- [Dataset content]
************

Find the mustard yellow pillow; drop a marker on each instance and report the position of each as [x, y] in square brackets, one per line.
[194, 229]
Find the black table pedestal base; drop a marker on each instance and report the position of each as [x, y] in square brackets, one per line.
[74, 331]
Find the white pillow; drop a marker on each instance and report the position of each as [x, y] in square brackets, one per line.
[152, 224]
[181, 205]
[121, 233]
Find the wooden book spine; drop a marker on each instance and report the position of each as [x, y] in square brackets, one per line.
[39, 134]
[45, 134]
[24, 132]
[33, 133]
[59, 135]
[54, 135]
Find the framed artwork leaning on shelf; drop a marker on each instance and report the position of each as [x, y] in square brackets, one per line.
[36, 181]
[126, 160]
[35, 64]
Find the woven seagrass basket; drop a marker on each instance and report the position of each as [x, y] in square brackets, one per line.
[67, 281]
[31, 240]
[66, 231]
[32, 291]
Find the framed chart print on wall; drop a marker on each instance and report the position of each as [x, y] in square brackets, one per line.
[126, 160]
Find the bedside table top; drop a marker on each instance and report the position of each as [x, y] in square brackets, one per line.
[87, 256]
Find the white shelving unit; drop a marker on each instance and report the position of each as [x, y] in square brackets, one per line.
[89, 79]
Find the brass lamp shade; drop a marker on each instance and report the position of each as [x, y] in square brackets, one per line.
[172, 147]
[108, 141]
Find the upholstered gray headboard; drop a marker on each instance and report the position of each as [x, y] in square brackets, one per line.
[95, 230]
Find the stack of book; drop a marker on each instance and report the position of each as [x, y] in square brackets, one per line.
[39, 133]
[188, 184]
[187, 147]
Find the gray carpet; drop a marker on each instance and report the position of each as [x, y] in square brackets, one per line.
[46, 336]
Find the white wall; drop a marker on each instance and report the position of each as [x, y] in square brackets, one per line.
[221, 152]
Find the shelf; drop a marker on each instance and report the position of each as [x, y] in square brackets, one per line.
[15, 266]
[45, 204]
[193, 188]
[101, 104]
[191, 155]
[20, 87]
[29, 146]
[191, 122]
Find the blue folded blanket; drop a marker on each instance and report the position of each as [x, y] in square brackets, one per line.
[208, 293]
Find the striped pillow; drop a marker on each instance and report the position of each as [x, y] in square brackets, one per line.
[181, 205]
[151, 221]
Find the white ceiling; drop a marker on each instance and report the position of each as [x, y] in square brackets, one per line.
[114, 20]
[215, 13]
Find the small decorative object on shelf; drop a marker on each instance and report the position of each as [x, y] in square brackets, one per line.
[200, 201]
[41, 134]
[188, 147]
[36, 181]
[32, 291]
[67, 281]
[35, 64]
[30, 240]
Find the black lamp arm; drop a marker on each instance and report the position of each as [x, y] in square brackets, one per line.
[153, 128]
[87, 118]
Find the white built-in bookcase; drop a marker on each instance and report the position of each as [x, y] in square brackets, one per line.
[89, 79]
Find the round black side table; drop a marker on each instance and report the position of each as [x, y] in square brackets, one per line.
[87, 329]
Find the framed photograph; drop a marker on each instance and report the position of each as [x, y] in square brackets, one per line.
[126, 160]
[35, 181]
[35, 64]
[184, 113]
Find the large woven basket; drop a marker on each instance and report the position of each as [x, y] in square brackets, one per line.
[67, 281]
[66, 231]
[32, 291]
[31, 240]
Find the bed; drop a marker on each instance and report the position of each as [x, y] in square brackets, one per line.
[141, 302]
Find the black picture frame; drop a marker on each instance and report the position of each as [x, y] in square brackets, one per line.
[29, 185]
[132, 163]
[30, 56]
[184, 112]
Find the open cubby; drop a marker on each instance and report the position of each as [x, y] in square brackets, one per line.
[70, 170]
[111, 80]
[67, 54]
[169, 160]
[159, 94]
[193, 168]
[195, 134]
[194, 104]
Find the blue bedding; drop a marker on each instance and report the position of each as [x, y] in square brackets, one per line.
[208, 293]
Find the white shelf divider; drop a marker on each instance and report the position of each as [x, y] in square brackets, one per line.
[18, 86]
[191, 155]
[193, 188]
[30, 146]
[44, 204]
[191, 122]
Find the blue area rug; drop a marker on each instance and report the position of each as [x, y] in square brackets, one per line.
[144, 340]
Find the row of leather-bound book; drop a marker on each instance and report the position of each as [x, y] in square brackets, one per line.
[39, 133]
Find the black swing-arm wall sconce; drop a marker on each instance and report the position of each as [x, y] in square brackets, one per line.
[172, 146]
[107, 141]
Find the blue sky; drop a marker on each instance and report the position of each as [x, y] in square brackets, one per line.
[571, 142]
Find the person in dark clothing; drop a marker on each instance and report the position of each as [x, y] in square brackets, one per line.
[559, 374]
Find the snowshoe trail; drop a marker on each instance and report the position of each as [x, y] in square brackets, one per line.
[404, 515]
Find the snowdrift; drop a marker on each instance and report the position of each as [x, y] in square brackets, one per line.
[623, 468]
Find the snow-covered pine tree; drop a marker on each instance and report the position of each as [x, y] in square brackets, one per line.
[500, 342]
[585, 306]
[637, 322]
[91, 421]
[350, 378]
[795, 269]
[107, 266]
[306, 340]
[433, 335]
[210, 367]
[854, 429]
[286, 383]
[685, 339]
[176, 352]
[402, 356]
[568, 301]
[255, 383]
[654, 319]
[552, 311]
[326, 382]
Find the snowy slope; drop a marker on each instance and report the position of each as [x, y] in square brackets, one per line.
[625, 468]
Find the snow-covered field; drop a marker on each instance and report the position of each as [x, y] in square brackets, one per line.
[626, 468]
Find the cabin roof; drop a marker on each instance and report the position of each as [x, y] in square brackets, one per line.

************

- [Written exercise] Copy out exactly the lines from the line with "Find the snowdrift;" to the end of the listing, including both of those lines, and give nothing else.

- [Answer below]
Find the snowdrift; drop a marker on each instance and report the position of each as [x, y] in square brackets, one per line.
[623, 468]
Find the snow-covered pine tree; drop a marker on each instance and report the position of each as [x, y] in square brackets, one per line.
[500, 342]
[585, 306]
[637, 322]
[91, 421]
[350, 378]
[795, 269]
[107, 266]
[306, 340]
[433, 335]
[210, 367]
[854, 429]
[286, 383]
[685, 339]
[176, 352]
[402, 356]
[568, 301]
[255, 383]
[654, 319]
[552, 311]
[326, 382]
Find the snowy slope; drop a marker on each instance and report the position of each as [x, y] in square brackets, one per line.
[625, 468]
Find the snow-covered field; drop a marker on each instance and report the position of each as [x, y] in square brackets, one per line.
[626, 468]
Find the cabin roof; drop a marker on each instance and report the position of each as [x, y] in square brackets, one per line.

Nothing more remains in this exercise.